Rewrite the material below with every "cabinet" replaced by "cupboard", keeping everything else unchanged, and omit the pictures from your answer.
-------
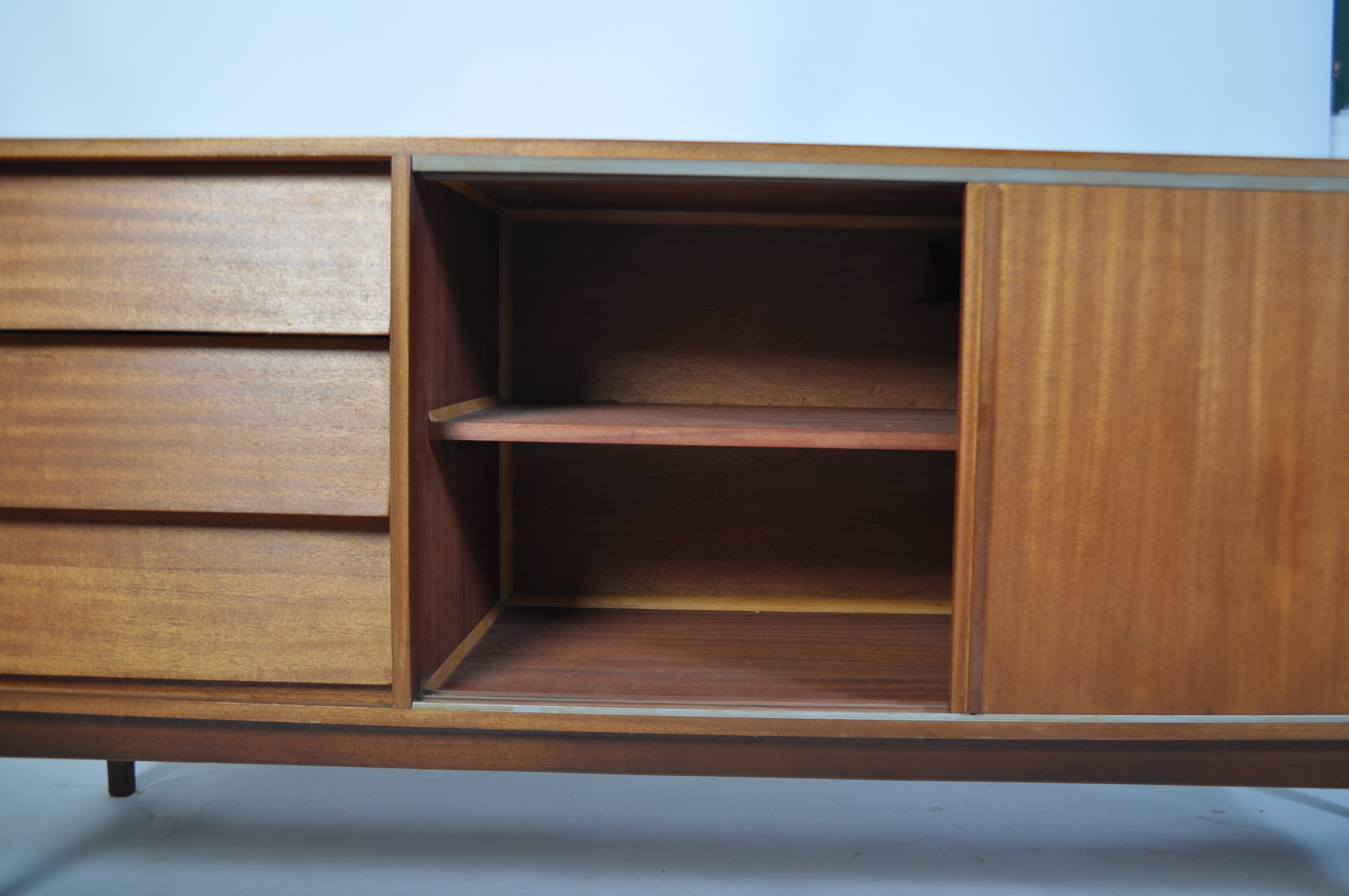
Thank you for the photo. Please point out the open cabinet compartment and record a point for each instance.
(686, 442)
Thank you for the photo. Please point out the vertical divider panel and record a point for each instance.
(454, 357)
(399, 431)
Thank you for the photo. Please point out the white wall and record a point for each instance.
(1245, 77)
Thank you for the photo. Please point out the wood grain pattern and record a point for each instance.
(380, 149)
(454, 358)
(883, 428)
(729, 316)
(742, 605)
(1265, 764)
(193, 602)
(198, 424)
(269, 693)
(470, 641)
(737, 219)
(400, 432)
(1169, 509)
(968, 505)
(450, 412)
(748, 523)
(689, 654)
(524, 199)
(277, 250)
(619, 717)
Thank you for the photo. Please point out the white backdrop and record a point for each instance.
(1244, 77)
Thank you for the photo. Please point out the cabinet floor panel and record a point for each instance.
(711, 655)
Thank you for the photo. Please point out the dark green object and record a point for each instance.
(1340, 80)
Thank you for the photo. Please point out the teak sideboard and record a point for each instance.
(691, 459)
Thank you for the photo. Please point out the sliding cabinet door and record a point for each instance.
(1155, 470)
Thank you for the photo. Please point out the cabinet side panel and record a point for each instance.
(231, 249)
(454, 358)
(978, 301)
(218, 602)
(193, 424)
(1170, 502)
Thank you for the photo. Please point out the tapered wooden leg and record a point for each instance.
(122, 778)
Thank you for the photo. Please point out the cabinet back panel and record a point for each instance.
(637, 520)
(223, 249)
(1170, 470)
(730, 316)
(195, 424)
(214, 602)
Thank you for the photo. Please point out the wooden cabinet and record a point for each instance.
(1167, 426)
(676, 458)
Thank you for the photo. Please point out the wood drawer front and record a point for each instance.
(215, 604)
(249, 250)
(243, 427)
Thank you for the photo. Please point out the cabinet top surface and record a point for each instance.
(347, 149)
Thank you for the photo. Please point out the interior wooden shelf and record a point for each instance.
-------
*Full answer:*
Thank you for the photo. Please point out the open cupboard compartment and record a point for each instance.
(686, 442)
Thank you for the photo. Please point out the vertical divider panel and record a point for each instance.
(454, 357)
(399, 431)
Thank you for the photo. Please point out the white wall and record a point for each instance.
(1245, 77)
Thank you for the photo. Please point out the wood grain pattern and record a point for each instance.
(380, 149)
(454, 358)
(883, 428)
(729, 316)
(742, 605)
(1265, 764)
(193, 602)
(198, 424)
(269, 693)
(470, 641)
(737, 219)
(400, 432)
(1169, 509)
(968, 505)
(450, 412)
(748, 523)
(689, 654)
(524, 199)
(277, 250)
(619, 717)
Thank you for the photo. Please point out the white backdrop and record a point for each instance.
(1244, 77)
Thank you for the photo. Please point out the cupboard floor panel and record a point for each instance.
(711, 655)
Thank you for the photo. Please point out the dark green object and record a point for each instance.
(1340, 80)
Thank you for the photo. Please point out the teak sideboard and record a point for each instance.
(691, 459)
Thank you for the photo. Please point out the sliding cupboard door and record a point for each instance.
(1155, 470)
Thank you for the photo. Please point out the cupboard side panel and record a point for each instance.
(231, 249)
(454, 358)
(978, 301)
(218, 602)
(193, 424)
(1170, 502)
Thank you for the photo. Please point out the tapered wooden leg and record a point for each instance.
(122, 778)
Thank you for the photo. Please point out the cupboard back panel and record a point for each instance.
(637, 520)
(223, 249)
(1170, 470)
(730, 316)
(195, 424)
(214, 602)
Thank you for the photo. Please point out the wooden cupboard and record a point for each instance.
(1167, 426)
(676, 458)
Thank you for the photo. Please point out the wood drawer front and record a point for each instance.
(215, 604)
(249, 250)
(243, 427)
Thank you for the photo. Please point out the cupboard top surface and record a point for each instance.
(347, 149)
Thank you for the photo. Please point out the interior wooden shelf and record a point for each instance.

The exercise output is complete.